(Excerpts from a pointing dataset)
Start

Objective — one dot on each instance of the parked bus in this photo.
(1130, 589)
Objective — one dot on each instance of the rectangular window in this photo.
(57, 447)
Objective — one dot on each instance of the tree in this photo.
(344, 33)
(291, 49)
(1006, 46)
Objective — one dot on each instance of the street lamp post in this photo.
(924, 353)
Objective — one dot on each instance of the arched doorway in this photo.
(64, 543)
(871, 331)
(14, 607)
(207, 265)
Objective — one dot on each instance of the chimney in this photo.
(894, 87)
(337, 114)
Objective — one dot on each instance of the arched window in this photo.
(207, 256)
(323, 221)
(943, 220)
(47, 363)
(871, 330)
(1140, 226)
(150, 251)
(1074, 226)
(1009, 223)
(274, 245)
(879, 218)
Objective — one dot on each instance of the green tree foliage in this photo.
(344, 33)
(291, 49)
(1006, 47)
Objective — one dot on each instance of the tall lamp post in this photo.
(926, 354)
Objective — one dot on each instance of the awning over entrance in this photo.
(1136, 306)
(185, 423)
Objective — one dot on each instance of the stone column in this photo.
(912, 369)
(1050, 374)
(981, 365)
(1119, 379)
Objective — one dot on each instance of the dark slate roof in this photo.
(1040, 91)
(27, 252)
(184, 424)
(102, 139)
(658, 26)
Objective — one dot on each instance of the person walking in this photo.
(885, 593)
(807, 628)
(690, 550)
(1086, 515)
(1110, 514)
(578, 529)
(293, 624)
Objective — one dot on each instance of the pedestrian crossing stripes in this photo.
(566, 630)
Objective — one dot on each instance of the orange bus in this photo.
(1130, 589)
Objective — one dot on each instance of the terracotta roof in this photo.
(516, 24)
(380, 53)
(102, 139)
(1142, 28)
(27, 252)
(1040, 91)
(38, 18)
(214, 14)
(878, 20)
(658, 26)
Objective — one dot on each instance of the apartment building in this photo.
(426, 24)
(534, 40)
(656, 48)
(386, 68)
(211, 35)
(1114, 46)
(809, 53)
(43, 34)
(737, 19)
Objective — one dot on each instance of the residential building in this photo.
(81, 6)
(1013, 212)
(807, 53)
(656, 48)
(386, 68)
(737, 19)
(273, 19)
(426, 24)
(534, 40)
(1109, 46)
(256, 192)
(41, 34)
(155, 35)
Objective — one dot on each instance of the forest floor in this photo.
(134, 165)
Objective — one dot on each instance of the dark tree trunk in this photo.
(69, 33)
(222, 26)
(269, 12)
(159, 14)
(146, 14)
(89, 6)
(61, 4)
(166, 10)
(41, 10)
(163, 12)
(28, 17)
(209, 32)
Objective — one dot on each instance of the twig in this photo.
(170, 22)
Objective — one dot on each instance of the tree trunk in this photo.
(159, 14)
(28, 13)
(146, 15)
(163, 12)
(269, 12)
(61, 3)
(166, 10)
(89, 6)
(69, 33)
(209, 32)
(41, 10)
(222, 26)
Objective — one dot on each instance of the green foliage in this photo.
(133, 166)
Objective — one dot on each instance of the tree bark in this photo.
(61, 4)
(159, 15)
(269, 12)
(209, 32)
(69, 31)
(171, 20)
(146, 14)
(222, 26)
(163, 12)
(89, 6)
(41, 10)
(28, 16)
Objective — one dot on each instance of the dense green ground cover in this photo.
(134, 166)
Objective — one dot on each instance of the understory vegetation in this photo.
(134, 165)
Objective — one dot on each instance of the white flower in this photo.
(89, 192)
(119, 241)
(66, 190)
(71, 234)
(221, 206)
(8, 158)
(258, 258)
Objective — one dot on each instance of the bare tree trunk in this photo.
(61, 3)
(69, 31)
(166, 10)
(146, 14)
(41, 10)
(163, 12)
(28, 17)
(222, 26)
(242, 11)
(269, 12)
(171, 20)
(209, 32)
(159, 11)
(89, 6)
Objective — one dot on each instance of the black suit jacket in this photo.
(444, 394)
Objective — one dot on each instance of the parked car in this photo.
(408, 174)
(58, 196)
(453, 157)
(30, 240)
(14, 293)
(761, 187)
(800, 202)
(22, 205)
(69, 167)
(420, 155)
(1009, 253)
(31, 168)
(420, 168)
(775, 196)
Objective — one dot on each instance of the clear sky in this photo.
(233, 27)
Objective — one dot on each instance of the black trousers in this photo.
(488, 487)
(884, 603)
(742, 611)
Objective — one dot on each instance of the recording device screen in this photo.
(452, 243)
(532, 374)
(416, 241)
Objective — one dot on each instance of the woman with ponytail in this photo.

End

Reproduce every one of the entries above word for word, keeping each line as it stands.

# [Exercise solution]
Objective — one dot on each instance of the parked bus in this photo.
(1130, 589)
Objective — one dot on each instance of the rectangular window in this photo.
(57, 447)
Objective — one dot on each instance of the tree in this photo.
(344, 33)
(291, 49)
(1006, 46)
Objective — one dot on each instance of the street lamp post in this photo.
(924, 353)
Objective — one dot on each instance of the arched doorway in this photo.
(64, 543)
(871, 331)
(14, 607)
(207, 265)
Objective — one dot on each instance of the chimney in this photo.
(894, 87)
(337, 114)
Objective — one dot on each instance of the arched window in this photo.
(207, 256)
(323, 221)
(943, 220)
(47, 363)
(871, 330)
(1140, 226)
(150, 251)
(1074, 226)
(1009, 223)
(274, 245)
(879, 218)
Objective — one dot on each instance of the green tree foliage in this photo.
(344, 33)
(291, 49)
(1006, 47)
Objective — one dot on each instance of the tall lamp post in this photo.
(926, 354)
Objective — one dot on each instance of the awning over entrance in this photo.
(1136, 306)
(185, 423)
Objective — one dot on each instance of the stone column in this photo.
(912, 369)
(1050, 374)
(981, 365)
(1119, 379)
Objective — one dot on each instance of the dark slate roof in this photo.
(1040, 91)
(27, 252)
(184, 424)
(102, 139)
(658, 26)
Objective — one dot on each instance of the person walking in this photo.
(885, 593)
(807, 628)
(690, 550)
(1086, 515)
(1110, 514)
(578, 529)
(293, 624)
Objective — one dot on each instance of the pedestrian crossing stripes in this photo.
(566, 630)
Objective — one dot on each instance of the orange bus in this photo.
(1130, 589)
Objective — one dot on each instance of the terracotta roof in this photo.
(516, 24)
(380, 53)
(102, 139)
(1142, 28)
(27, 252)
(1040, 91)
(38, 18)
(214, 14)
(878, 20)
(658, 26)
Objective — one dot on each instance of the apartment building in this photo.
(426, 24)
(534, 40)
(656, 48)
(386, 68)
(211, 35)
(1114, 46)
(809, 53)
(43, 34)
(737, 19)
Objective — one dot on each instance of the residential building in this photo.
(81, 6)
(1013, 212)
(807, 53)
(656, 48)
(386, 68)
(737, 19)
(273, 19)
(426, 24)
(534, 40)
(1109, 46)
(256, 192)
(41, 34)
(155, 35)
Objective — one dot on each instance of the forest floor in this photo.
(134, 165)
Objective — one dot on each instance of the dark tree trunk in this photo.
(69, 33)
(222, 26)
(269, 12)
(159, 14)
(146, 14)
(89, 6)
(61, 4)
(166, 10)
(41, 10)
(163, 12)
(28, 17)
(209, 32)
Objective — one dot on each instance of the twig in this photo.
(170, 22)
Objective — one dot on each instance of the tree trunk in this photo.
(159, 14)
(28, 13)
(146, 15)
(163, 12)
(269, 12)
(61, 3)
(166, 10)
(89, 6)
(69, 33)
(209, 32)
(41, 10)
(222, 26)
Objective — one dot on each instance of the green foliage in this photo.
(133, 166)
Objective — one dot on each instance of the tree bark in this photo.
(61, 4)
(159, 15)
(269, 12)
(209, 32)
(69, 31)
(171, 20)
(146, 14)
(222, 26)
(163, 12)
(89, 6)
(41, 10)
(28, 16)
Objective — one dot on each instance of the dense green ground cover in this photo.
(134, 166)
Objective — one dot on each instance of the understory vegetation in this photo.
(134, 165)
Objective — one dot on each instance of the white flower in this photo.
(89, 192)
(119, 241)
(66, 190)
(71, 234)
(221, 206)
(8, 158)
(258, 258)
Objective — one dot on each instance of the bare tree trunk in this photo.
(61, 3)
(69, 31)
(166, 10)
(146, 14)
(41, 10)
(163, 12)
(28, 17)
(222, 26)
(242, 11)
(269, 12)
(171, 20)
(209, 32)
(159, 11)
(89, 6)
Objective — one dot on each instance of the black suit jacket in this photo.
(444, 394)
Objective — one dot on each instance of the parked car in this photo.
(408, 174)
(58, 196)
(453, 157)
(30, 240)
(14, 293)
(761, 187)
(800, 202)
(22, 205)
(69, 167)
(420, 155)
(1009, 253)
(31, 168)
(420, 168)
(775, 196)
Objective — one dot on each instance of the clear sky in this photo.
(233, 27)
Objective — one dot on each instance of the black trousers in this photo.
(488, 487)
(884, 603)
(742, 611)
Objective — one dot on each instance of the recording device screen in this photo.
(452, 243)
(532, 374)
(416, 241)
Objective — one dot on each instance of the woman with ponytail in this photo.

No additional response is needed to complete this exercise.